Reproduce the following lines exactly as they appear.

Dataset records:
===

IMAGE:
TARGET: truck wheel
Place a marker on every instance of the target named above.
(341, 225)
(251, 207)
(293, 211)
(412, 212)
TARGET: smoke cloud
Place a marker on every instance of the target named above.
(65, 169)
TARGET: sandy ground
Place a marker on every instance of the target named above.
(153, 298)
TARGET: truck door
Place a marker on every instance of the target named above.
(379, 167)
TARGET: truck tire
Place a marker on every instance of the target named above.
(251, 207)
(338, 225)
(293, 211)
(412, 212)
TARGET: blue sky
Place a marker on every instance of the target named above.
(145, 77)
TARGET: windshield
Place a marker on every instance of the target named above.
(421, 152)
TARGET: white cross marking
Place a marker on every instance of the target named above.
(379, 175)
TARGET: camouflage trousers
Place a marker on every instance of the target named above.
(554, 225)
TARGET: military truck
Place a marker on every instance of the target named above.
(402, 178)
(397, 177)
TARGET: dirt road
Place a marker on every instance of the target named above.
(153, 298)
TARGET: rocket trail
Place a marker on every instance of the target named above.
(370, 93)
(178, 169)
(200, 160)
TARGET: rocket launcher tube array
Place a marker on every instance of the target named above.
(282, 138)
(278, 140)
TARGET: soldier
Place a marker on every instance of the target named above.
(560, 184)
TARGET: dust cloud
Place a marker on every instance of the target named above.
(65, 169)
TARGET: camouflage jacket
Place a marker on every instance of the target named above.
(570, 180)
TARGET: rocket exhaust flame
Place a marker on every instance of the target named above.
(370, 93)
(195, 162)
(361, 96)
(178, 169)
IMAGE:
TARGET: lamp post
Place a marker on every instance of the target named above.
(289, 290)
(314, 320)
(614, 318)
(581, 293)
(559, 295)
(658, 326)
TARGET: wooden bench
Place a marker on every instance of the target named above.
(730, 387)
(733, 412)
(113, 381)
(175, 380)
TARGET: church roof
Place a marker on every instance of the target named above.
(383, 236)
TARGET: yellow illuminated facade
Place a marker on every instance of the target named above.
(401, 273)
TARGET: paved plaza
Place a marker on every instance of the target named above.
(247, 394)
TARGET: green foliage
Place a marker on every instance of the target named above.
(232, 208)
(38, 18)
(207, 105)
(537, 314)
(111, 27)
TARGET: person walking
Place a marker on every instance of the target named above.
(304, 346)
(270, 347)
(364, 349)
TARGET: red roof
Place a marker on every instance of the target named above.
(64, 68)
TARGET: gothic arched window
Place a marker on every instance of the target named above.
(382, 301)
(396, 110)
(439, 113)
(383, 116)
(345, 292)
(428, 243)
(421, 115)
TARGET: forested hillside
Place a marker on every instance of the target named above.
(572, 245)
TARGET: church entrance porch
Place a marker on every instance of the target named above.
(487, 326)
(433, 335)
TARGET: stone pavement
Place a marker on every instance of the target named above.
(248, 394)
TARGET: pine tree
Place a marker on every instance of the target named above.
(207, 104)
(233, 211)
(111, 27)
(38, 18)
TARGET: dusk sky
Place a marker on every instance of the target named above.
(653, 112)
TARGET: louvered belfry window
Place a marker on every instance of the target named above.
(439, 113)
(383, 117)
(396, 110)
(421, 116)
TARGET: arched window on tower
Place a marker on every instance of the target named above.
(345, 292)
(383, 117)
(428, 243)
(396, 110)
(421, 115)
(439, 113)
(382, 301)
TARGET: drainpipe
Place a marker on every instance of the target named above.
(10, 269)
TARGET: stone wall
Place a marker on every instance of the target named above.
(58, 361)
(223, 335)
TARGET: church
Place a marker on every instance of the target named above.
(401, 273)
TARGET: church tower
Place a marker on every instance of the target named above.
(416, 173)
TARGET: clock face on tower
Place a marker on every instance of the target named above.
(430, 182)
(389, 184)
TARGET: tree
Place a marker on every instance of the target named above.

===

◆ Written response
IMAGE:
TARGET: truck wheel
Place a marker on every instance of the target named above.
(341, 225)
(251, 207)
(293, 211)
(412, 212)
TARGET: smoke cloud
Place a marker on every instance of the target named above.
(65, 169)
TARGET: sandy ground
Place a marker on every instance of the target named above.
(153, 298)
TARGET: truck door
Place a marker on every instance of the target named above.
(379, 167)
TARGET: truck tire
Place a marker on every instance of the target named above.
(251, 207)
(338, 225)
(293, 211)
(412, 212)
TARGET: blue sky
Place a marker on every instance of the target named above.
(145, 77)
TARGET: windshield
Place a marker on every instance of the target named above.
(421, 152)
TARGET: white cross marking
Place a marker on every instance of the target named above.
(379, 175)
TARGET: camouflage trousers
Place a marker on every instance of the target named above.
(554, 225)
TARGET: military truck
Place a marker on every instance of the target named above.
(402, 178)
(397, 177)
TARGET: dirt road
Place a marker on every instance of the target named above.
(153, 298)
TARGET: rocket trail
Place a marker on every instance of the target named above.
(370, 93)
(178, 169)
(200, 160)
TARGET: rocket launcher tube array
Place a marker on every instance of the target named above.
(282, 138)
(278, 140)
TARGET: soldier
Place a marker on every instance of the target named above.
(560, 184)
TARGET: dust cloud
Place a marker on every instance of the target named above.
(65, 169)
TARGET: camouflage jacket
Place a marker on every instance of the target named above.
(570, 180)
TARGET: rocket exhaust flame
Place a marker on every instance of the target named above.
(370, 93)
(195, 162)
(361, 96)
(178, 169)
IMAGE:
TARGET: lamp post
Place a marker on every instance of the target named above.
(289, 290)
(314, 320)
(614, 318)
(581, 293)
(559, 295)
(658, 326)
TARGET: wooden bench
Place a marker on every instance of the target named above.
(730, 387)
(733, 412)
(113, 381)
(175, 380)
TARGET: church roof
Place a marker on every instance of the target named above.
(383, 236)
TARGET: yellow illuminated facade
Place a marker on every instance of the target named above.
(401, 273)
TARGET: paved plaza
Place a marker on every instance of the target named above.
(247, 394)
TARGET: green foliage
Place a marker on every instance of the target named above.
(232, 208)
(38, 18)
(207, 105)
(537, 314)
(111, 27)
TARGET: person walking
Place a marker on every instance of the target named above.
(304, 346)
(270, 347)
(364, 349)
TARGET: red roof
Place a marker on every instance of the target named above.
(64, 68)
TARGET: gothic arched window
Place a marker on every instance of the target named above.
(382, 301)
(396, 110)
(439, 113)
(383, 116)
(345, 292)
(428, 243)
(421, 115)
TARGET: forested hillside
Place a marker on every instance of the target named above.
(572, 245)
TARGET: church entrance porch
Place a marker on every instance of the target named above.
(487, 326)
(433, 335)
TARGET: stone pavement
Place a marker on every instance of the target named above.
(248, 394)
TARGET: pine tree
Place a marker on every instance of the target named above.
(207, 104)
(233, 211)
(111, 27)
(38, 18)
TARGET: dusk sky
Place a marker on every instance of the target named above.
(653, 112)
TARGET: louvered belfry window
Place a marker on every instance of the target named above.
(439, 113)
(383, 117)
(396, 110)
(421, 116)
TARGET: arched window on tower
Place a marker on every instance of the target named above.
(345, 292)
(383, 117)
(428, 243)
(396, 110)
(421, 115)
(439, 113)
(382, 301)
TARGET: drainpipe
Place a marker on every instance of the target named above.
(10, 269)
TARGET: stone wall
Place a marker on every instance of the target named above.
(58, 361)
(223, 335)
TARGET: church
Place a marker on every instance of the target named above.
(401, 273)
TARGET: church tower
Place a marker on every instance of the target named above.
(416, 173)
TARGET: clock face on tower
Place a marker on every instance of the target named above.
(430, 182)
(389, 184)
TARGET: tree
Place a marker on every instance of the target named above.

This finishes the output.